Assignment » Set down the records word for word, starting from their beginning and stopping after the line that contains "negative clicks: (2, 395)". Leave the pictures out of your answer.

# # #

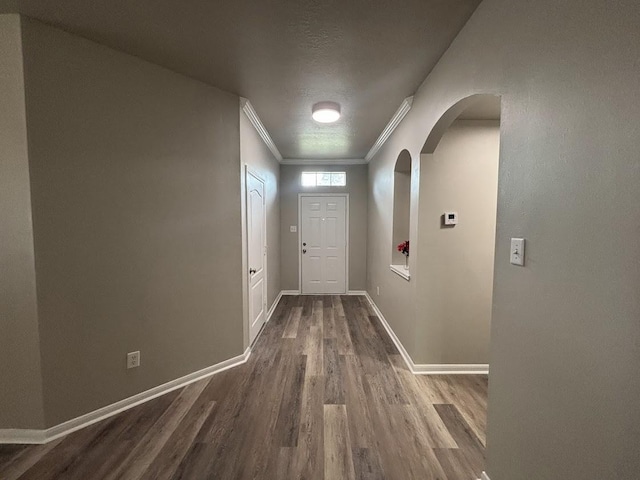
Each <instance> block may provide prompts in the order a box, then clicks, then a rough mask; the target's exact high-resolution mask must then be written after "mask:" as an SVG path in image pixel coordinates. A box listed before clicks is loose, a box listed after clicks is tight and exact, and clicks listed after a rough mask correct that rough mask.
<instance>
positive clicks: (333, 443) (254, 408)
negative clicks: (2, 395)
mask: <svg viewBox="0 0 640 480" xmlns="http://www.w3.org/2000/svg"><path fill="white" fill-rule="evenodd" d="M486 399H487V377H486V376H482V375H472V376H463V375H451V376H447V375H441V376H414V375H413V374H411V373H410V372H409V371H408V370H407V367H406V365H405V364H404V362H403V360H402V358H401V357H400V355H399V354H398V351H397V350H396V348H395V346H394V344H393V342H392V341H391V339H390V338H389V336H388V335H387V333H386V332H385V330H384V328H383V327H382V325H381V324H380V322H379V321H378V319H377V317H375V314H374V312H373V311H372V310H371V308H370V306H369V305H368V302H367V301H366V299H365V297H356V296H300V297H283V299H282V300H281V302H280V304H279V305H278V307H277V309H276V311H275V313H274V315H273V318H272V319H271V321H270V322H269V323H268V324H267V325H266V327H265V329H264V331H263V332H262V335H261V336H260V338H259V339H258V340H257V342H256V345H255V347H254V349H253V353H252V355H251V357H250V359H249V361H248V362H247V363H246V364H244V365H242V366H239V367H236V368H233V369H230V370H227V371H225V372H222V373H220V374H217V375H214V376H213V377H210V378H208V379H205V380H202V381H199V382H196V383H193V384H191V385H189V386H187V387H185V388H183V389H180V390H176V391H174V392H171V393H168V394H166V395H164V396H162V397H159V398H157V399H155V400H152V401H150V402H147V403H145V404H143V405H140V406H138V407H135V408H133V409H131V410H128V411H126V412H123V413H121V414H119V415H117V416H114V417H111V418H109V419H107V420H104V421H102V422H100V423H97V424H95V425H92V426H90V427H87V428H85V429H83V430H80V431H78V432H75V433H72V434H70V435H68V436H67V437H64V438H62V439H58V440H56V441H54V442H51V443H49V444H47V445H37V446H17V445H0V479H2V480H14V479H24V480H26V479H38V480H47V479H82V480H98V479H126V480H133V479H154V480H155V479H216V480H227V479H254V478H255V479H269V480H271V479H278V480H283V479H295V480H300V479H305V480H311V479H331V480H343V479H363V480H364V479H367V480H380V479H388V480H406V479H420V480H429V479H431V480H435V479H439V480H445V479H446V480H475V479H477V478H479V476H480V473H481V471H482V470H483V469H484V443H485V417H486V415H485V412H486V401H487V400H486Z"/></svg>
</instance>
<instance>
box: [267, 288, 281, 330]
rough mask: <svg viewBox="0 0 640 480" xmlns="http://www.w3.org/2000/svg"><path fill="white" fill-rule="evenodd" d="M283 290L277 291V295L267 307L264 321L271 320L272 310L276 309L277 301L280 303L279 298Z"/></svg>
mask: <svg viewBox="0 0 640 480" xmlns="http://www.w3.org/2000/svg"><path fill="white" fill-rule="evenodd" d="M282 292H283V291H282V290H281V291H280V292H279V293H278V296H277V297H276V299H275V300H274V301H273V303H272V304H271V308H270V309H269V311H268V312H267V319H266V320H265V322H264V323H267V322H268V321H269V320H271V316H272V315H273V312H275V311H276V307H277V306H278V303H280V299H281V298H282V295H284V293H282Z"/></svg>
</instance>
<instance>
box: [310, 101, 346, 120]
mask: <svg viewBox="0 0 640 480" xmlns="http://www.w3.org/2000/svg"><path fill="white" fill-rule="evenodd" d="M311 111H312V113H311V116H312V117H313V119H314V120H315V121H316V122H318V123H333V122H335V121H337V120H338V119H339V118H340V104H339V103H336V102H318V103H316V104H315V105H314V106H313V108H312V109H311Z"/></svg>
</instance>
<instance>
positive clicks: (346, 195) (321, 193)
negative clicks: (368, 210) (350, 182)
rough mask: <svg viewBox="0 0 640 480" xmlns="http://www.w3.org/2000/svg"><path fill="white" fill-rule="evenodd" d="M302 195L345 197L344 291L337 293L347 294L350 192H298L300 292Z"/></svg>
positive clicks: (298, 225) (300, 272)
mask: <svg viewBox="0 0 640 480" xmlns="http://www.w3.org/2000/svg"><path fill="white" fill-rule="evenodd" d="M302 197H345V199H346V200H345V216H344V222H345V227H344V240H345V247H344V248H345V250H344V264H345V265H344V293H337V294H336V295H346V294H347V292H348V291H349V269H350V266H349V210H350V207H349V194H348V193H312V192H305V193H298V286H299V287H300V294H302V237H301V235H302ZM305 295H324V294H322V293H318V294H305Z"/></svg>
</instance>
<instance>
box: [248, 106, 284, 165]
mask: <svg viewBox="0 0 640 480" xmlns="http://www.w3.org/2000/svg"><path fill="white" fill-rule="evenodd" d="M240 105H241V106H242V111H243V112H244V113H245V115H246V116H247V118H248V119H249V121H250V122H251V124H252V125H253V127H254V128H255V129H256V132H258V135H260V138H262V141H263V142H264V143H265V144H266V145H267V148H268V149H269V150H271V153H273V156H274V157H276V159H277V160H278V162H281V161H282V155H281V154H280V151H279V150H278V147H276V144H275V143H273V140H272V139H271V135H269V132H268V131H267V129H266V127H265V126H264V124H263V123H262V120H260V117H259V116H258V113H257V112H256V111H255V110H254V109H253V105H251V102H249V100H247V99H246V98H243V97H240Z"/></svg>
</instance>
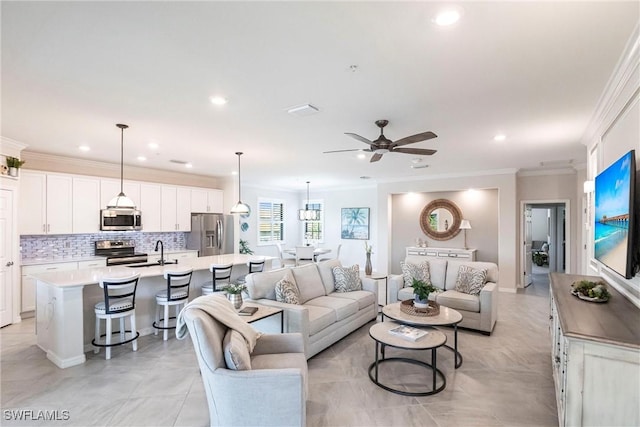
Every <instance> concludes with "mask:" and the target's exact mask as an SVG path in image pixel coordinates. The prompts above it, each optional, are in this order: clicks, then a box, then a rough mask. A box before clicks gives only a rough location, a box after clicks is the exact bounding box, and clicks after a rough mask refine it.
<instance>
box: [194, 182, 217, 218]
mask: <svg viewBox="0 0 640 427" xmlns="http://www.w3.org/2000/svg"><path fill="white" fill-rule="evenodd" d="M223 199H224V193H223V191H222V190H215V189H207V188H192V189H191V212H194V213H223Z"/></svg>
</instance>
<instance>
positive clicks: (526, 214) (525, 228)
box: [522, 205, 533, 287]
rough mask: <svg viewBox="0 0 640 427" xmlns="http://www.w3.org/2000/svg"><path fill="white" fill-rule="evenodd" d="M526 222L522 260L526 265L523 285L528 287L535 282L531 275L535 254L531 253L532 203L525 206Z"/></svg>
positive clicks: (531, 244) (523, 229)
mask: <svg viewBox="0 0 640 427" xmlns="http://www.w3.org/2000/svg"><path fill="white" fill-rule="evenodd" d="M523 219H524V223H523V231H524V259H523V260H522V265H523V266H524V271H523V280H524V283H523V286H525V287H527V286H529V285H530V284H531V282H533V277H532V276H531V272H532V271H533V255H532V253H531V245H532V240H533V239H532V236H533V228H532V215H531V205H525V206H524V218H523Z"/></svg>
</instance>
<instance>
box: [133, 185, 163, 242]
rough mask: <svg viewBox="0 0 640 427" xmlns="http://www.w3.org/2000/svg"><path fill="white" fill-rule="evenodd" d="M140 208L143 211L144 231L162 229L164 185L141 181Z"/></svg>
mask: <svg viewBox="0 0 640 427" xmlns="http://www.w3.org/2000/svg"><path fill="white" fill-rule="evenodd" d="M138 209H140V211H141V212H142V231H145V232H158V231H162V186H161V185H160V184H147V183H140V199H139V202H138Z"/></svg>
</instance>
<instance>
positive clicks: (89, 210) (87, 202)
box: [71, 176, 101, 233]
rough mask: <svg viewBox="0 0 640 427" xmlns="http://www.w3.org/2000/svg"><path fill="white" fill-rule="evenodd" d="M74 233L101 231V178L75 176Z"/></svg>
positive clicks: (71, 204)
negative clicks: (100, 211)
mask: <svg viewBox="0 0 640 427" xmlns="http://www.w3.org/2000/svg"><path fill="white" fill-rule="evenodd" d="M71 205H72V210H73V226H72V229H73V233H97V232H98V231H100V209H101V206H100V179H99V178H90V177H80V176H74V177H73V198H72V203H71Z"/></svg>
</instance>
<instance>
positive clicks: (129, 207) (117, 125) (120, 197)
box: [107, 124, 136, 209]
mask: <svg viewBox="0 0 640 427" xmlns="http://www.w3.org/2000/svg"><path fill="white" fill-rule="evenodd" d="M116 126H117V127H119V128H120V194H118V195H117V196H116V197H114V198H113V199H111V200H109V203H108V204H107V208H130V209H135V207H136V204H135V203H134V202H133V200H131V199H130V198H128V197H127V196H126V195H125V194H124V189H123V188H124V173H123V172H124V130H125V129H127V128H128V127H129V126H127V125H123V124H117V125H116Z"/></svg>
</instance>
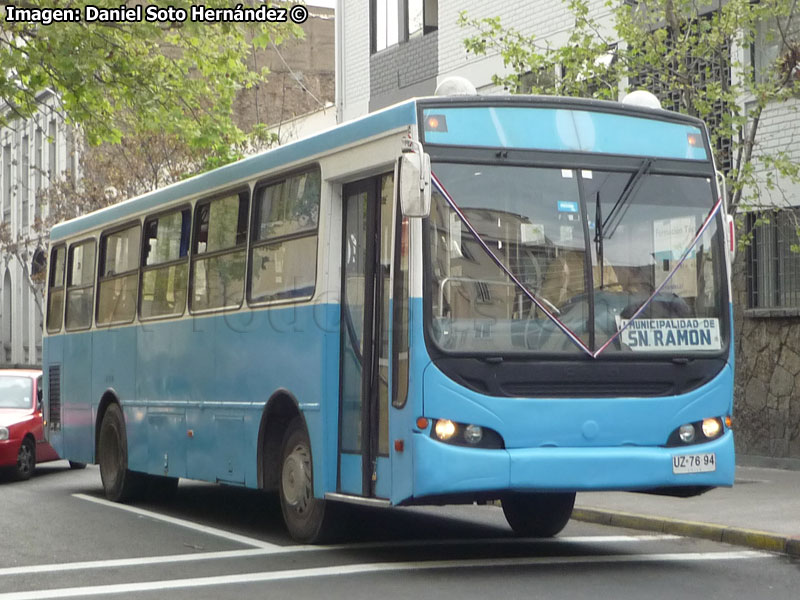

# # #

Solution to this problem »
Each <instance> block may provide prompts in the order a box, then clicks, then a rough mask; the target's exact high-resolution mask must then be written after "mask:" as an SVG path in image pixel coordinates. A box listed before clicks is loose, a box listed after clicks is tight and exact, and clicks listed after a rough mask correct that rough mask.
<instance>
positive clicks: (333, 443) (254, 408)
negative clicks: (2, 395)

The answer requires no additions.